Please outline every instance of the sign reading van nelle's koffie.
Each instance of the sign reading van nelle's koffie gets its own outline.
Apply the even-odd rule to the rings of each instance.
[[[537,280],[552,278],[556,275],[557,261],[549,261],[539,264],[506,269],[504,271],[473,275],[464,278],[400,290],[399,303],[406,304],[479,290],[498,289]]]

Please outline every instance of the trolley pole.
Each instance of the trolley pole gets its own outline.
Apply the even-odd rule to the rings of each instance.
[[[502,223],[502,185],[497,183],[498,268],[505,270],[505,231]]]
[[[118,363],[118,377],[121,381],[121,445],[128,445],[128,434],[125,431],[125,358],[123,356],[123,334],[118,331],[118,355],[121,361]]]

|---|

Task to carry out: Rewrite all the records in full, requests included, offsetting every coordinate value in the polygon outlines by -39 and leaving the requests unchanged.

Result below:
Please outline every instance of the sign reading van nelle's koffie.
Each instance of the sign reading van nelle's koffie gets its own outline.
Apply the even-odd rule to the rings of each instance.
[[[498,241],[513,239],[517,236],[518,222],[510,222],[500,225],[467,230],[465,232],[434,236],[425,239],[361,251],[360,264],[367,265],[440,251],[459,250]]]

Please outline every instance of the trolley pole.
Each instance of the trolley pole gets its own outline.
Apply the even-odd rule to the rings of each instance.
[[[463,184],[463,146],[458,144],[459,229],[466,231],[466,192]]]
[[[79,324],[79,338],[82,342],[82,406],[89,406],[89,395],[86,392],[86,319],[84,317],[84,295],[79,292],[79,316],[82,322]]]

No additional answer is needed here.